EXERCISE BRIEF | Return the full listing below, unchanged.

DATASET CONTENT |

┌──

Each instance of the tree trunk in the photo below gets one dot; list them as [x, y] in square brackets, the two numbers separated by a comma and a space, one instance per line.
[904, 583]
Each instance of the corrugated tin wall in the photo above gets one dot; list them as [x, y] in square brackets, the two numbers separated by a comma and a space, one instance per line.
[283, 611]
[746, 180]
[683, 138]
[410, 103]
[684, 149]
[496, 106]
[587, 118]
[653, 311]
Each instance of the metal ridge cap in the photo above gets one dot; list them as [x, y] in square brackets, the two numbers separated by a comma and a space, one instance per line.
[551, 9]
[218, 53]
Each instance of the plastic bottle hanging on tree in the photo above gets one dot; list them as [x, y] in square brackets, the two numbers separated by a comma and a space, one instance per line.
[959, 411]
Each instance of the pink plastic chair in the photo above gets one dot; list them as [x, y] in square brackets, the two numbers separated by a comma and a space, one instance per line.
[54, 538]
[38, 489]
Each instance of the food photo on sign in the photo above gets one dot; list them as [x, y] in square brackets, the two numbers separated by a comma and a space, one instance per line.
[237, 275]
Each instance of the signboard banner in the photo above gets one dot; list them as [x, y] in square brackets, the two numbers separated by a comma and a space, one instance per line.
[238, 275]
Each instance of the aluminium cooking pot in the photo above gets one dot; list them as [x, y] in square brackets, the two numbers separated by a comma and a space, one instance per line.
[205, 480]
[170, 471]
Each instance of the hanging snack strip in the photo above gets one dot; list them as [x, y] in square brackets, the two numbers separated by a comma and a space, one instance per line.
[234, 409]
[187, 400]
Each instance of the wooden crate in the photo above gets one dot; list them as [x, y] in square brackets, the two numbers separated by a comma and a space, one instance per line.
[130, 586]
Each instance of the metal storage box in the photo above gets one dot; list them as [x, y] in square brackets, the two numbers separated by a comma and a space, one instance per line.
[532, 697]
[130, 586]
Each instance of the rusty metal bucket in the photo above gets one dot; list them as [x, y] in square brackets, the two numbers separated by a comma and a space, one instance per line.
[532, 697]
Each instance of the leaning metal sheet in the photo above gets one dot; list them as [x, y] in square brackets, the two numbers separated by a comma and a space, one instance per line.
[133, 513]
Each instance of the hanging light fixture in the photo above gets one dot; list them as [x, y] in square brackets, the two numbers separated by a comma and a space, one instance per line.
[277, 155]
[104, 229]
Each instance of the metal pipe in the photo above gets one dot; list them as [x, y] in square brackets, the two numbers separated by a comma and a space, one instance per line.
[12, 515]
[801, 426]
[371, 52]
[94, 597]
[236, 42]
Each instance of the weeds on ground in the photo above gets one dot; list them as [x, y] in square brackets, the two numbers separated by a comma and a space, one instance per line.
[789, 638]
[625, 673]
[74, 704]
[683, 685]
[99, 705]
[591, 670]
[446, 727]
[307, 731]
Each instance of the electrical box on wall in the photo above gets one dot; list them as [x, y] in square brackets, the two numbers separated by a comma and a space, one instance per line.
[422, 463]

└──

TASK SOLUTION |
Each instance of the tree trunk in the photo below gets one dot; list them as [x, y] in square brackets, the two numbers separated by a comma and a space, one instance per line.
[904, 583]
Each instance of the corrugated tin wall in the photo above gets one dot; list them as [x, y] in square brackets, the two numbers separated by a comma and a space, one instance per line.
[283, 611]
[746, 180]
[683, 138]
[410, 103]
[684, 149]
[496, 106]
[587, 118]
[653, 311]
Each instance of the metal ridge cap in the photo above gets one dot; list them as [x, y] in square brackets, the two numbers separated by a comma and a space, one instance per line.
[551, 9]
[218, 53]
Each instance of the plastic bottle hanging on tree in the photo above gets one dot; list them as [x, y] in square brackets, the two numbers separated by a comma and a space, one instance per line.
[959, 411]
Each instance of the pink plastic chair in the photo above gets one dot; list them as [x, y] in square brackets, the two numbers separated by a comma and a space, one instance per line.
[54, 538]
[38, 489]
Each instance of the food photo on sign in the photo above gets one dot; list them as [x, y] in square brackets, the two numbers separated by a comma and a space, one instance per line.
[237, 275]
Each instance of the signboard banner in the photo above gets one dot; list them as [x, y] in square brackets, the two numbers separated by a comma and a space, one instance per line.
[238, 275]
Each instance of the aluminium cooking pot in the photo above gets one dot; list them as [x, y] in square brackets, the two numbers separated by a comma and a space, one instance per line.
[205, 480]
[170, 471]
Each instance of the hanging snack strip in the photo above gets one dot; list them as [x, y] in square brackets, the two numbers separated by a comma and a space, one instance per line.
[234, 409]
[187, 400]
Each instance of the wooden crate in the photo above gets one dot; list them as [x, y] in square brackets, the two numbers separated by a comma and a space, one instance per line.
[130, 586]
Each instance of the metal storage box in the photo above gets one dot; list them as [x, y] in square brackets, the two numbers separated by a comma and a space, one instance per line.
[532, 697]
[130, 586]
Each instance of the rusty metal bucket in the photo above gets one dot; list them as [x, y] in square brackets, the two numbers separated by a comma and a space, one instance per line.
[532, 697]
Each instance of the leaning metal sheet in the photo above gets one dot; list them as [x, y] in square brackets, the two numbers separated by a comma and a space, one instance per line.
[133, 513]
Each instance of the hanging light fixture in the photo above gets one dot; list them as [x, y] in square brackets, the two numbers separated by a comma and a space, one instance per line.
[277, 155]
[104, 229]
Each instance of the metal pipe in the photo above gets one dot; list them as [x, y] in square brackets, the two numbers separated by a comma and a space, one instance per line.
[12, 515]
[801, 426]
[371, 52]
[94, 597]
[236, 42]
Each instance of the weeds on ground in the photo above gets one dot; list them as [x, y] in square brackets, the two numbers separated by a comma and a space, one instance per line.
[789, 638]
[625, 673]
[74, 704]
[683, 685]
[99, 705]
[591, 670]
[446, 727]
[307, 731]
Each instance of the electrical box on wall in the photo above gets one dot; list them as [x, y] in square brackets, the two numbers separated by a comma and a space, one instance per line.
[422, 463]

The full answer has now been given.